* _DATASET_:
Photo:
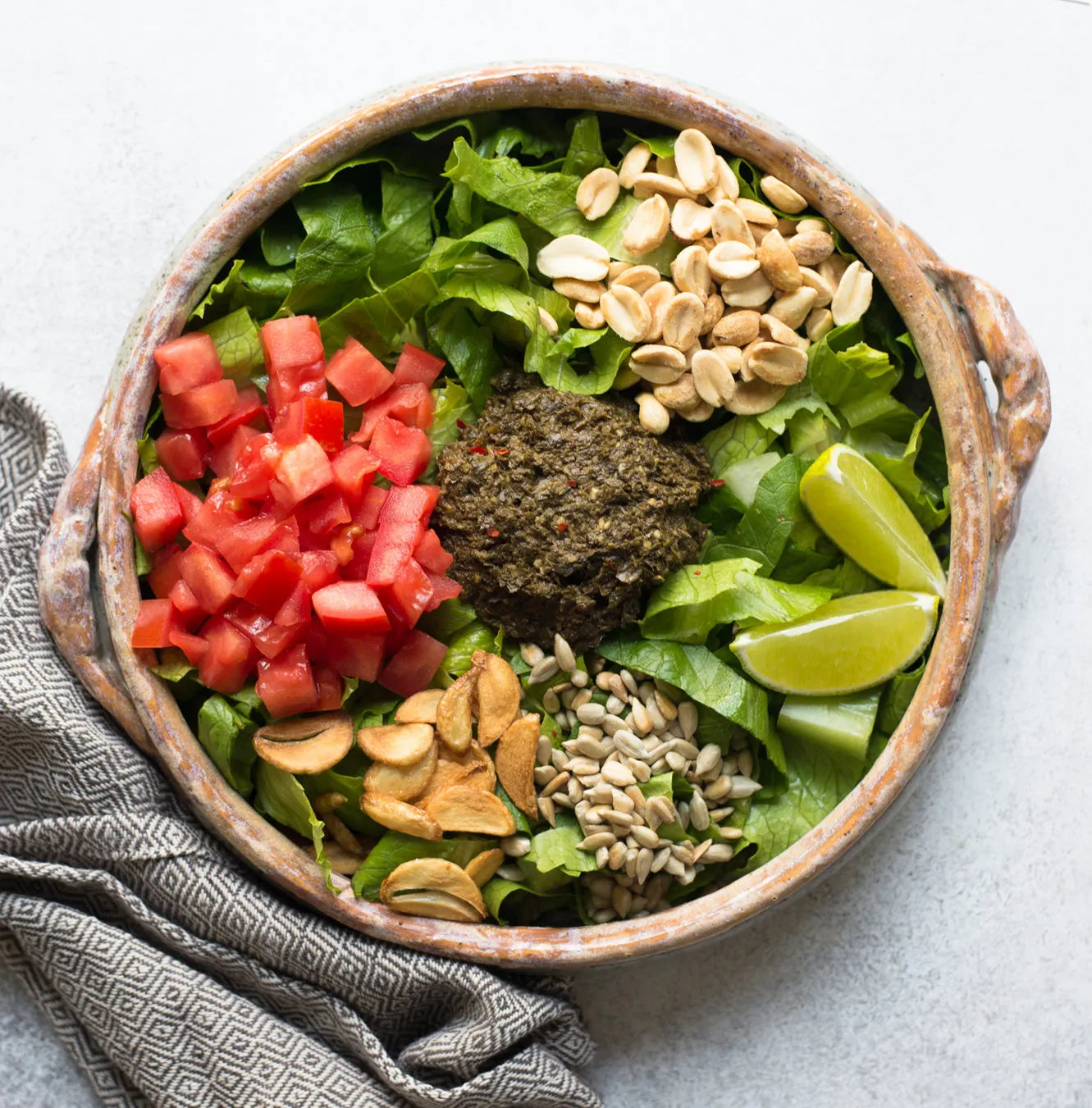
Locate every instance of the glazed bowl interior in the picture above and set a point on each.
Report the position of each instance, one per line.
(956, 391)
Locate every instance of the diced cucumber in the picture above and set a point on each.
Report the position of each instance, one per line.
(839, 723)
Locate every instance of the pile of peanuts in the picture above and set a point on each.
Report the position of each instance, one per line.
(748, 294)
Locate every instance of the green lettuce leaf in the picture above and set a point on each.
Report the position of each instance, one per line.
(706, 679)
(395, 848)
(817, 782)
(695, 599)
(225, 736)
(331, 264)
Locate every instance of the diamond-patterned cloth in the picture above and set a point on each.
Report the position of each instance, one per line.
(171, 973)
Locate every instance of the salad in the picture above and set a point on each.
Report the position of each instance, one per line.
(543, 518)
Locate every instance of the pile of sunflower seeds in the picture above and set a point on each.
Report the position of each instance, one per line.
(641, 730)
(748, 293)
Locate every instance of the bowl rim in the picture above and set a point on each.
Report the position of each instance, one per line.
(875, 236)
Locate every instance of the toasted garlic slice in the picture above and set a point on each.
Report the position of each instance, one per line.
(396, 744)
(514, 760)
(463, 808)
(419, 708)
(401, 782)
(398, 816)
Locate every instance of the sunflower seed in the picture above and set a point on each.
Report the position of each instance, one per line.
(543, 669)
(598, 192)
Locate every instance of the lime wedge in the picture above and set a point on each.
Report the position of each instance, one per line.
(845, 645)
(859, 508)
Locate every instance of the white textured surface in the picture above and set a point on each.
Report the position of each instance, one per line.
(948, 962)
==
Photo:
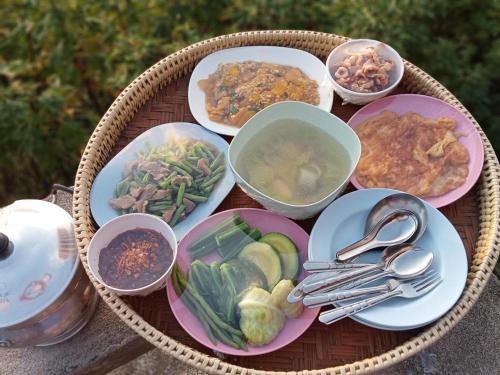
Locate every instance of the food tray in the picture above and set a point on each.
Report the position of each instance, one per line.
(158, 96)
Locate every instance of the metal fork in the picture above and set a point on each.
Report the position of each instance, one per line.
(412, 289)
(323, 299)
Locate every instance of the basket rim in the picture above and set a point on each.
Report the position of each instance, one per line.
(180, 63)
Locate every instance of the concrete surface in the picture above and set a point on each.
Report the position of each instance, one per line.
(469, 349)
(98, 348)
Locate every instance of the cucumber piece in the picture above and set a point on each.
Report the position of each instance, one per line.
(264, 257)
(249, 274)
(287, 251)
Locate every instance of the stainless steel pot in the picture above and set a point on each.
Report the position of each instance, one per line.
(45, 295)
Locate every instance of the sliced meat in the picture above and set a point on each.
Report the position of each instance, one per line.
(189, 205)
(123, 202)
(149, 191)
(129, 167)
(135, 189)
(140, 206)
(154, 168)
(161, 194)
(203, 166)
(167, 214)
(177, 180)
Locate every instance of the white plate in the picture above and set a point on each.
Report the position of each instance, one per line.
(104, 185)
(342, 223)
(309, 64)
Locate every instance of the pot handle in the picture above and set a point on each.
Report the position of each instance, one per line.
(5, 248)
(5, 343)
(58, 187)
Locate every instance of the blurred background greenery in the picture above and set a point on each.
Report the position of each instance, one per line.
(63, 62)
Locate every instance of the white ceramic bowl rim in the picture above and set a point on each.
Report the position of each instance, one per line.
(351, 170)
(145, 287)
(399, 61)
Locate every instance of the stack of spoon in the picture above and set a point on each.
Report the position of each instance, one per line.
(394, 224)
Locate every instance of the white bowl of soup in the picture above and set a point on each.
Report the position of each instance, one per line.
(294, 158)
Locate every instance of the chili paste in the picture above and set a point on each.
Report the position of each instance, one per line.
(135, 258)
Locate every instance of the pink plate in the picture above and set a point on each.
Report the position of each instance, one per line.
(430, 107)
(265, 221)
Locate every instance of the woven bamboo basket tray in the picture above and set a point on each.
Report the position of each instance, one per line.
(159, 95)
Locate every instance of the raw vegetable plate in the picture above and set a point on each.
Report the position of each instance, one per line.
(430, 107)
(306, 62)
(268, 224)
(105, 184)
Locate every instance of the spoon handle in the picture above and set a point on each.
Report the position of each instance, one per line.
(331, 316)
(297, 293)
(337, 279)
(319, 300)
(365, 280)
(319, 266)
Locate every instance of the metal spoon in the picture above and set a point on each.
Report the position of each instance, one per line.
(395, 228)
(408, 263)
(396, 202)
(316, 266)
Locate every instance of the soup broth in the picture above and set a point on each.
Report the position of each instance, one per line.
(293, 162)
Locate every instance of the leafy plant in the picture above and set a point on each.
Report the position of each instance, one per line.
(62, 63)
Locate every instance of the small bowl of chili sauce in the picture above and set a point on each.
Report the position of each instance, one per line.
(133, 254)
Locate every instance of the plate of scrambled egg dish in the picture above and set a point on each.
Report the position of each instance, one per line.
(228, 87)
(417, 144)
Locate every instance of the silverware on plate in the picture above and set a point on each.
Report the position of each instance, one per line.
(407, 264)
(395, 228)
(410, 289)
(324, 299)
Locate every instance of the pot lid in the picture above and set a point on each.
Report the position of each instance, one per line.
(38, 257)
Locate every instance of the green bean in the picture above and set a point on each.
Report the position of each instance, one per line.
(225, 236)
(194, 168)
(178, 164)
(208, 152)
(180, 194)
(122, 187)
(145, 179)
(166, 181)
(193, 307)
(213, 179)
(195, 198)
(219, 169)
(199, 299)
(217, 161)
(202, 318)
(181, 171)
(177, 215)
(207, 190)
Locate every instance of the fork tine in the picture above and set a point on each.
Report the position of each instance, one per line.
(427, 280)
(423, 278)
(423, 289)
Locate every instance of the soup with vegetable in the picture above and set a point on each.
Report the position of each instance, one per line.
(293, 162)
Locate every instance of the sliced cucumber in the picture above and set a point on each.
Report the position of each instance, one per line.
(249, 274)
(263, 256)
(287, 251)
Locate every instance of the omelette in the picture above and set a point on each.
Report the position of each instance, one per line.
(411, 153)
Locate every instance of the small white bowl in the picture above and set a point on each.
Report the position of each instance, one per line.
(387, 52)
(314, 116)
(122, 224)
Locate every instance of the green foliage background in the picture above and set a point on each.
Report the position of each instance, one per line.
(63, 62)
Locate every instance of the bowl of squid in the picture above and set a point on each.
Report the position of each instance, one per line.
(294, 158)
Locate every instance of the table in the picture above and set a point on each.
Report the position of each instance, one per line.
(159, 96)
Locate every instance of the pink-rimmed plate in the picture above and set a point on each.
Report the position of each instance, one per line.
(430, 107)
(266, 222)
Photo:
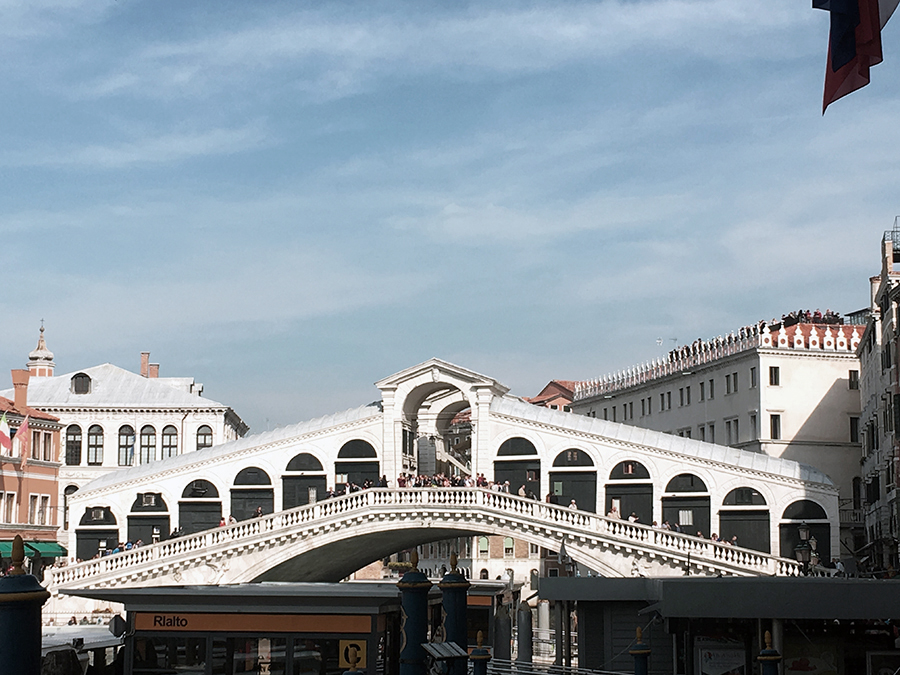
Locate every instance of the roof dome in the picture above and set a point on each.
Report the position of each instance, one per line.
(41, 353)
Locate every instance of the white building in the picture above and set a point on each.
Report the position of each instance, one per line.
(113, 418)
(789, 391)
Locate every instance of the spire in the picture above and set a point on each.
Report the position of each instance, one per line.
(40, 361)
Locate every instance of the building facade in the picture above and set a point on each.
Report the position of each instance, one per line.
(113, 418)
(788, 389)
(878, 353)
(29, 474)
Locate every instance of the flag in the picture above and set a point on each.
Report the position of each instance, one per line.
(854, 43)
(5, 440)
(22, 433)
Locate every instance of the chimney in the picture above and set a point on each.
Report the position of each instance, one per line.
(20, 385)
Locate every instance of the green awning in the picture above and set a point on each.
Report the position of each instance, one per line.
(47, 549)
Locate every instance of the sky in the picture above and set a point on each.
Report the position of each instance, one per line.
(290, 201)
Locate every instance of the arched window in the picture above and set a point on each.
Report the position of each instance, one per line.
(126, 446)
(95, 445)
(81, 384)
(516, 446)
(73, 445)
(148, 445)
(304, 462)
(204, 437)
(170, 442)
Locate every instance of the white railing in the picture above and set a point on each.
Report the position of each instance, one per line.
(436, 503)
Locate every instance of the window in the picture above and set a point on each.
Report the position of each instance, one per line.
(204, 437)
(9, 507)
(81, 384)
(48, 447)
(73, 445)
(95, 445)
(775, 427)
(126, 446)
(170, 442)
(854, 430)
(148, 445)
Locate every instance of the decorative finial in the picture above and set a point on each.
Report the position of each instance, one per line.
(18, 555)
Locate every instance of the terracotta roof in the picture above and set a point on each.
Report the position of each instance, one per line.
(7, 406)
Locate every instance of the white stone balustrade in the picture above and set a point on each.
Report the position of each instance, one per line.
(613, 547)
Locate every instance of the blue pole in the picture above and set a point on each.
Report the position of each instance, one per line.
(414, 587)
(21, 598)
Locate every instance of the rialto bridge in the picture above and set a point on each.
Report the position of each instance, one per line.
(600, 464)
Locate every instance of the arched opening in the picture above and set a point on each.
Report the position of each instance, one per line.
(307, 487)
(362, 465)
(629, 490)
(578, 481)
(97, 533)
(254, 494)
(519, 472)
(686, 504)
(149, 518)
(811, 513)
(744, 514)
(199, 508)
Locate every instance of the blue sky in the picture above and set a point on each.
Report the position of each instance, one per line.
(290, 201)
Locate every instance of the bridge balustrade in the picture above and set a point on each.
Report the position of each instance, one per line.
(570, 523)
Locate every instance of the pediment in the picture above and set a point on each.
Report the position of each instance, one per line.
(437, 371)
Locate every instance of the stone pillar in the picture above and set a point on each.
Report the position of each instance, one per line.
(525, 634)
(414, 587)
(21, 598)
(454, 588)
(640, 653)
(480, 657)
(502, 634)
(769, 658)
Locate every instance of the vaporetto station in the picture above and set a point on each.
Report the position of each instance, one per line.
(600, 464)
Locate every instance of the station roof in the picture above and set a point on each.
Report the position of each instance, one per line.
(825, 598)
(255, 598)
---
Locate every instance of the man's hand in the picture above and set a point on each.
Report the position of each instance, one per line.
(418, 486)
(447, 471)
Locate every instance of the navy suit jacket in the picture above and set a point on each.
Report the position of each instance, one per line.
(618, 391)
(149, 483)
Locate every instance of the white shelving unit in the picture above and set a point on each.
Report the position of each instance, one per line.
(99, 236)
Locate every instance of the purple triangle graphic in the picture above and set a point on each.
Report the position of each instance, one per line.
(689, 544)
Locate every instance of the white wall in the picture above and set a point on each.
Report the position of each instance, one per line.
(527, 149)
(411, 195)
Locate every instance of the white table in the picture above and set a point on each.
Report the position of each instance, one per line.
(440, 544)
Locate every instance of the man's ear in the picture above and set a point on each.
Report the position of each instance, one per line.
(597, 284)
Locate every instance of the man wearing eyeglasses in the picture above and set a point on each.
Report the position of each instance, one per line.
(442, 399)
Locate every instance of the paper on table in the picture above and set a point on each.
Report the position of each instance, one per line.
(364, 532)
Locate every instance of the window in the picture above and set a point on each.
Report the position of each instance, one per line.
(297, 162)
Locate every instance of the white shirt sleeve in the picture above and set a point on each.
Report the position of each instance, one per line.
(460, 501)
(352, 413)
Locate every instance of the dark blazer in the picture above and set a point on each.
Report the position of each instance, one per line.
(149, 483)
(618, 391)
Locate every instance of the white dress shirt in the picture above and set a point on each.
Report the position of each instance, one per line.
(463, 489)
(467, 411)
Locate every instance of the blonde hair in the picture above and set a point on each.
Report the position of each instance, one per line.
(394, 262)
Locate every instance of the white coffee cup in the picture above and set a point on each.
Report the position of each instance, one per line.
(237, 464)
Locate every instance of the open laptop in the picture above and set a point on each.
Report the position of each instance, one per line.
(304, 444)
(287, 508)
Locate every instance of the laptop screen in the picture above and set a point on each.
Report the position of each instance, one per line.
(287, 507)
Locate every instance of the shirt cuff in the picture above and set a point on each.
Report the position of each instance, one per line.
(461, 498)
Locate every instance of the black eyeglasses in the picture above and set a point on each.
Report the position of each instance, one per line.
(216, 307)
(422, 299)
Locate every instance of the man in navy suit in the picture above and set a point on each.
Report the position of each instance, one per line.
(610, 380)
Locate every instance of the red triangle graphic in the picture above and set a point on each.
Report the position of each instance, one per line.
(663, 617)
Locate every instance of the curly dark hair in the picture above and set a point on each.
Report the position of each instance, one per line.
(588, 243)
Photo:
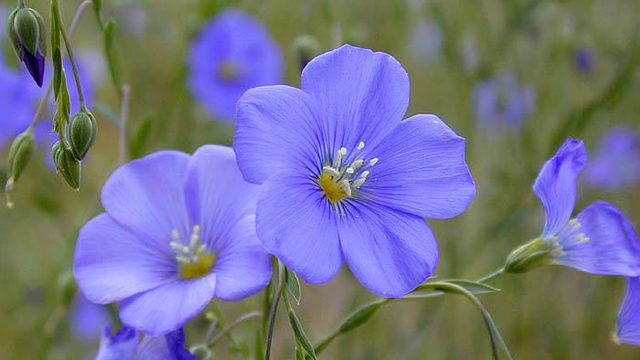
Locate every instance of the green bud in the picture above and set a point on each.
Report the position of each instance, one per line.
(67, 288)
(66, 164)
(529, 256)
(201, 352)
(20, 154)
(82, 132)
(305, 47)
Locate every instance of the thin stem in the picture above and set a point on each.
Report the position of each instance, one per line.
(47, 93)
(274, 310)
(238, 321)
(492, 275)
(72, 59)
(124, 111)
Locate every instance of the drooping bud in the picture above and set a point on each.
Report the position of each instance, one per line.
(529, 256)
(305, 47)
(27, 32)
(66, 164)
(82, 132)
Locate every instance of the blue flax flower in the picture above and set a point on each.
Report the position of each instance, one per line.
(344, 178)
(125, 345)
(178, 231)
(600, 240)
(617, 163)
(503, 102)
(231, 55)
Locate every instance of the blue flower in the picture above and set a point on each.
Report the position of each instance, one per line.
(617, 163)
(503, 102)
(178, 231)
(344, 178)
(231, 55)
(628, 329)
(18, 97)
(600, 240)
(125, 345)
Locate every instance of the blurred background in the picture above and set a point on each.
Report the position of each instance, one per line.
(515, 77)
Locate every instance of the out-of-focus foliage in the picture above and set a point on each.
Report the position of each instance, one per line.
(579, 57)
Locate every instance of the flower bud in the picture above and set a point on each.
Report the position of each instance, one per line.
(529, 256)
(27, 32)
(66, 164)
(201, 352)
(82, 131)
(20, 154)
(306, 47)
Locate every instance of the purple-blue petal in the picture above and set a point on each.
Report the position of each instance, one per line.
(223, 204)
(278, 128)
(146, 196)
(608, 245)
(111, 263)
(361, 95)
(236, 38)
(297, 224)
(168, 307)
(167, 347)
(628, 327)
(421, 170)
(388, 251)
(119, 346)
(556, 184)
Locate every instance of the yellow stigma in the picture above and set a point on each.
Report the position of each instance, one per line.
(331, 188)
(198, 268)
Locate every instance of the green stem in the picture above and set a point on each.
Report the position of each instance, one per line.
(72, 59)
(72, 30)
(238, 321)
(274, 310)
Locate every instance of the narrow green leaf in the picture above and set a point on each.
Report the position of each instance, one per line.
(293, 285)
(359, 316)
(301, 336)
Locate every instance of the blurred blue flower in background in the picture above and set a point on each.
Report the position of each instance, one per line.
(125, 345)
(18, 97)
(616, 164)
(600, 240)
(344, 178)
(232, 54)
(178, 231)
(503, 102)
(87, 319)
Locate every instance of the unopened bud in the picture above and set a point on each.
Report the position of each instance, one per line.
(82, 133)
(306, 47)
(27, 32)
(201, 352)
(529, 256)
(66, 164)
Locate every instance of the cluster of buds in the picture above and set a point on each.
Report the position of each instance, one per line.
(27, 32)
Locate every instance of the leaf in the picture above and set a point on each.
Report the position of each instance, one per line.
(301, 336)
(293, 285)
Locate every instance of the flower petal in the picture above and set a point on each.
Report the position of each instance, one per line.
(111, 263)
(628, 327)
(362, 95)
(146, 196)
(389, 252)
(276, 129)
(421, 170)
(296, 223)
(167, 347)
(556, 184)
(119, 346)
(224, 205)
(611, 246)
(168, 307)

* _ACTIVITY_: Each line in the listing above either holds the string "station" or does not; state how many do, giving the number only.

* _WRITTEN REPLY_: 2